(Data items)
- Opening Delimiter -

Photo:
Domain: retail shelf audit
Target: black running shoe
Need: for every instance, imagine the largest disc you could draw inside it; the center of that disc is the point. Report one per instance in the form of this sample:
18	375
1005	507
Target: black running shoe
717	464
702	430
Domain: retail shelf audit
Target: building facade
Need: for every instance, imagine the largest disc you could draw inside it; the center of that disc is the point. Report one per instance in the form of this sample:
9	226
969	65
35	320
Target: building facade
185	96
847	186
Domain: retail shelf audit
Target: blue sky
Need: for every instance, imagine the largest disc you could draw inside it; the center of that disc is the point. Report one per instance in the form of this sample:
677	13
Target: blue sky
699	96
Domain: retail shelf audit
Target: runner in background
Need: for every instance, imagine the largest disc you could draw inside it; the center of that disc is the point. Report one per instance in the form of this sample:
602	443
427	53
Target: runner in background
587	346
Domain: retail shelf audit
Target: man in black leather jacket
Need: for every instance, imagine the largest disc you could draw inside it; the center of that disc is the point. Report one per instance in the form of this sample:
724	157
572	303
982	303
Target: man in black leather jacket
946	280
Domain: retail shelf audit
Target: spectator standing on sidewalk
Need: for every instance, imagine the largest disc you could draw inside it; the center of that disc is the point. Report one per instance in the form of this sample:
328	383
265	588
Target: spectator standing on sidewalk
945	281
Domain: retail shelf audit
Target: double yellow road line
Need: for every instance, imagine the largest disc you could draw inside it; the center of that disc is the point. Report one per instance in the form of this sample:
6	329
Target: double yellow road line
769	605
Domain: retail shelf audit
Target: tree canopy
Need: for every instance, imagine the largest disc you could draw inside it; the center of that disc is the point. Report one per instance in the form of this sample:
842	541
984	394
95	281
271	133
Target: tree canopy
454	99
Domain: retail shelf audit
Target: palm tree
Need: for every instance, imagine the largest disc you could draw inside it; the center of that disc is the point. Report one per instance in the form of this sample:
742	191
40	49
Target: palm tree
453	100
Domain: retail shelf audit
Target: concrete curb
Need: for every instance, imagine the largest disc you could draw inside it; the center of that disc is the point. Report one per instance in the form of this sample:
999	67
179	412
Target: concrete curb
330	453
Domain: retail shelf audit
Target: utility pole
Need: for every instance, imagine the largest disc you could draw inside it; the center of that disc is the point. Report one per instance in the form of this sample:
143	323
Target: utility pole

- Closing Delimiter -

**Your assignment:** Copy each entry exactly.

**The answer:**
Photo:
Domain: retail shelf audit
Target: black running shoe
Need: for every instance, imagine the largest disc you could draw inside it; the center of that disc is the point. Report one per instance in the form of this sample:
18	375
1005	507
Target: black running shoe
717	464
702	430
Domain: retail shelf audit
Target: building facade
Need: for every instance, imagine the largest disc you could draw inside it; the center of that disc is the point. Report one per instance in the form of this sample:
9	226
969	65
35	320
Target: building facade
185	96
847	186
Domain: retail shelf audit
Target: blue sky
Need: for every instance, imagine the largest disc you could draw inside it; the center of that disc is the point. Report one per instance in the form of this sample:
677	13
Target: blue sky
699	96
Domain: retail shelf audit
Target: runner in background
Need: for every instance, imagine the largest disc you could draw inside it; the center of that disc is the point. Report one per instance in the form of this sample:
602	443
427	53
Target: runner in background
587	346
Domain: retail shelf audit
Target: man in black leather jacket
Need: for every instance, imagine the largest disc you could draw inside it; the center of that disc is the point. Report one per instance in the form of this sample:
724	157
572	303
982	303
Target: man in black leather jacket
946	280
Domain: retail shelf audit
Target: spectator standing on sidewalk
Need: for every instance, imagine the largest disc you could draw inside it; the center of that disc is the point. Report one per instance in the form of this sample:
328	383
265	588
Target: spectator standing on sidewalk
945	281
Domain: retail shelf audit
Target: double yellow road line
Need: for every instance, imagine the largest disc you could draw inside it; the center of that disc is the point. Report one per instance in the form of this sample:
6	329
Target: double yellow road line
769	605
Domain: retail shelf audit
Target: tree canopy
Need: for every instance, imagine the largest disc you could draw inside it; the center of that disc is the point. Report one per instance in the form of this sample:
842	541
984	394
95	281
271	133
Target: tree canopy
454	99
Domain: retail shelf audit
Target: palm tree
Need: for every instance, imagine the largest disc you could draw inside it; the center of that disc is the point. Report one per instance in the form of this sample:
742	191
40	49
Target: palm tree
453	100
Domain: retail shelf audit
Target: concrete curb
Need: for every instance, imagine the largest disc you could draw inside it; the center of that disc is the point. Report one per instance in the form of this sample:
999	67
179	412
Target: concrete curb
330	453
Domain: retail shelf audit
Target: utility pole
Need: for every instance, imagine the largest disc you could draw inside it; the center of that disc is the point. Report one per instance in the form of this sample:
143	323
Target: utility pole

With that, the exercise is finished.